▶ [Assignment]: Copy out each line of the material that includes the word "below".

•••

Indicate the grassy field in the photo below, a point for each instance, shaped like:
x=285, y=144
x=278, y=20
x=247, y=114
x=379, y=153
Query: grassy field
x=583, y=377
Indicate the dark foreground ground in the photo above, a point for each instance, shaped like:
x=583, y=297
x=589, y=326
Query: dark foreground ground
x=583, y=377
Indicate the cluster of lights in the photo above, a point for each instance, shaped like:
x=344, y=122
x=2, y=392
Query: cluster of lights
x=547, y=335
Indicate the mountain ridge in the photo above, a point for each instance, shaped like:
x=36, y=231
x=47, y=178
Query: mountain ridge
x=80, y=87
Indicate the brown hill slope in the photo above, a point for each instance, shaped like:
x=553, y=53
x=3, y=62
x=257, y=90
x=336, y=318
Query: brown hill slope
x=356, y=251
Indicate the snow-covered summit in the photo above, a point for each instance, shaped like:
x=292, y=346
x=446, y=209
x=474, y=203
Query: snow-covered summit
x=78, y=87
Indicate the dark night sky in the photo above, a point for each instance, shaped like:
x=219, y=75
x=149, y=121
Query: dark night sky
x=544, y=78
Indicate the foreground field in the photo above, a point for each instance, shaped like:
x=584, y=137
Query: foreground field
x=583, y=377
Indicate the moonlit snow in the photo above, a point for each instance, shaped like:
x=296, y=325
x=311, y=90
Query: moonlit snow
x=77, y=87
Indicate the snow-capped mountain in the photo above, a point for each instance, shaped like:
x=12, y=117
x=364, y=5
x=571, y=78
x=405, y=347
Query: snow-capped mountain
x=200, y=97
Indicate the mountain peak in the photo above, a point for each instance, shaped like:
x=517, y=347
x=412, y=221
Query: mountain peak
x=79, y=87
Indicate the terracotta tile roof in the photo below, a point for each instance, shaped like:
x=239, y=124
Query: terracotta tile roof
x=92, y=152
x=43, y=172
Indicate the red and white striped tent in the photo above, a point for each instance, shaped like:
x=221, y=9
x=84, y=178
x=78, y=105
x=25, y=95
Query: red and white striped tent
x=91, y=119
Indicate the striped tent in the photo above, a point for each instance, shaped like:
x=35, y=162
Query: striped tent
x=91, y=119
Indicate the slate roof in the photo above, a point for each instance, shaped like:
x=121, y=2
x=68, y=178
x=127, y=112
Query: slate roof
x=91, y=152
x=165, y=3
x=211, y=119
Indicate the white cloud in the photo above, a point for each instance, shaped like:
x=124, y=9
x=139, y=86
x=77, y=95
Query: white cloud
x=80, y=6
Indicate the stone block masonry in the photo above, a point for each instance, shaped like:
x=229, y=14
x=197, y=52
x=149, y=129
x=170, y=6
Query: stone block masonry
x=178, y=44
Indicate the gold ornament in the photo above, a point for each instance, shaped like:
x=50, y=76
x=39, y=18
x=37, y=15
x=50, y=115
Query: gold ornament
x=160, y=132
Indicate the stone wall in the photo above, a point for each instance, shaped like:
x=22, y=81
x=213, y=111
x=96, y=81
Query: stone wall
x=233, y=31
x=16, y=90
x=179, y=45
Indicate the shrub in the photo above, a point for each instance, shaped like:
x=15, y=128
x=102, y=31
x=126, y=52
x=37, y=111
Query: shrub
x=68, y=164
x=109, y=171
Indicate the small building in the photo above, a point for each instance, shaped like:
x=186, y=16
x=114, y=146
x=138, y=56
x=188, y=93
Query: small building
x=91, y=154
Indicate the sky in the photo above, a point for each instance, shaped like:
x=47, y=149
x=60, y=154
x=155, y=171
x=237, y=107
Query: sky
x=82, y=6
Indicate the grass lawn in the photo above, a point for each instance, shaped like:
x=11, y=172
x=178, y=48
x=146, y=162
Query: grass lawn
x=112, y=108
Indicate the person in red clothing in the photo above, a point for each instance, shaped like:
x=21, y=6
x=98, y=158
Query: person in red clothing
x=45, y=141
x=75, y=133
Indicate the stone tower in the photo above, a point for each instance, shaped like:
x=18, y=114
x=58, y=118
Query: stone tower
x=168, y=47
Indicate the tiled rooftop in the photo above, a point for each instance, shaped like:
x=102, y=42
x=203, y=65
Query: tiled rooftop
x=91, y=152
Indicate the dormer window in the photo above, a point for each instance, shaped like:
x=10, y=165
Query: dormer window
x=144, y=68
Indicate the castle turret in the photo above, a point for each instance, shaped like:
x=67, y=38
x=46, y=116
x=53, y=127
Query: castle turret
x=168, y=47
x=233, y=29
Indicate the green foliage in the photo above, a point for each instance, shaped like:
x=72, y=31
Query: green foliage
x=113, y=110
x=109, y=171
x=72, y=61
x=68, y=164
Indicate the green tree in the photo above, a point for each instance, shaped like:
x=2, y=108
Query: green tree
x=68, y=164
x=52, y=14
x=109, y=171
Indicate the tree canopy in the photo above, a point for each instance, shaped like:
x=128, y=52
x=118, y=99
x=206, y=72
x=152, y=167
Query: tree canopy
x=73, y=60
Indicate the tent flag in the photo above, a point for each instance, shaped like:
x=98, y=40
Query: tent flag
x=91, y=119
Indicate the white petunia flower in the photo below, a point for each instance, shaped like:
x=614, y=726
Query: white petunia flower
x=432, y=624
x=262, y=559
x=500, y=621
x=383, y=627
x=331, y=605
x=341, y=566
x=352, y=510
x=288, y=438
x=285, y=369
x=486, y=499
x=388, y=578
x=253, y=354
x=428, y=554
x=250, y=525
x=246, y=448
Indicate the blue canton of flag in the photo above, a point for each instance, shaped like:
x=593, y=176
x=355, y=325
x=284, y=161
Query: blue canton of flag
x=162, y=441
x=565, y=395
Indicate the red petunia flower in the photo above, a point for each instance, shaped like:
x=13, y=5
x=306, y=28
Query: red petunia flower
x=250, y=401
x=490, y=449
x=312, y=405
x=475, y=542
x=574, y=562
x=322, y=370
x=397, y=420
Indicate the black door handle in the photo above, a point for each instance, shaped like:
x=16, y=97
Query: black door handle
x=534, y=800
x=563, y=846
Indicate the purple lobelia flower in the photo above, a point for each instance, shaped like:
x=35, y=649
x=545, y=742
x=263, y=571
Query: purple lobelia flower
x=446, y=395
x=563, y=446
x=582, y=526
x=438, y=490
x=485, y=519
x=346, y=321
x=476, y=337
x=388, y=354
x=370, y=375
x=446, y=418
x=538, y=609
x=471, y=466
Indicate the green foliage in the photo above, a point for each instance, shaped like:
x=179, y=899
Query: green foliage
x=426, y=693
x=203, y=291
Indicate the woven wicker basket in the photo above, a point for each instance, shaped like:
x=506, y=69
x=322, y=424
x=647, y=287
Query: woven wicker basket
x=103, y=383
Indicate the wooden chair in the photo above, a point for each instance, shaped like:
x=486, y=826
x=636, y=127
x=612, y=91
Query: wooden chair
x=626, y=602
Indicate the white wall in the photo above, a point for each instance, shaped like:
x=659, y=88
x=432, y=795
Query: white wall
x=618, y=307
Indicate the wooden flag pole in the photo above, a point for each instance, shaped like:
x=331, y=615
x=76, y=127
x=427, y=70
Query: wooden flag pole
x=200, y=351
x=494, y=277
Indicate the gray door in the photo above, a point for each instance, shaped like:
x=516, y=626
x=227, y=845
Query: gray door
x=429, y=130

•••

▶ [Response]:
Indicate the grassy field in the photo below, a point for each instance, shaped like:
Indicate the terracotta tile roof in the photo below, a point for each instance, shaped like:
Indicate the white petunia flower in the photo below, a point for each instance, shaped like:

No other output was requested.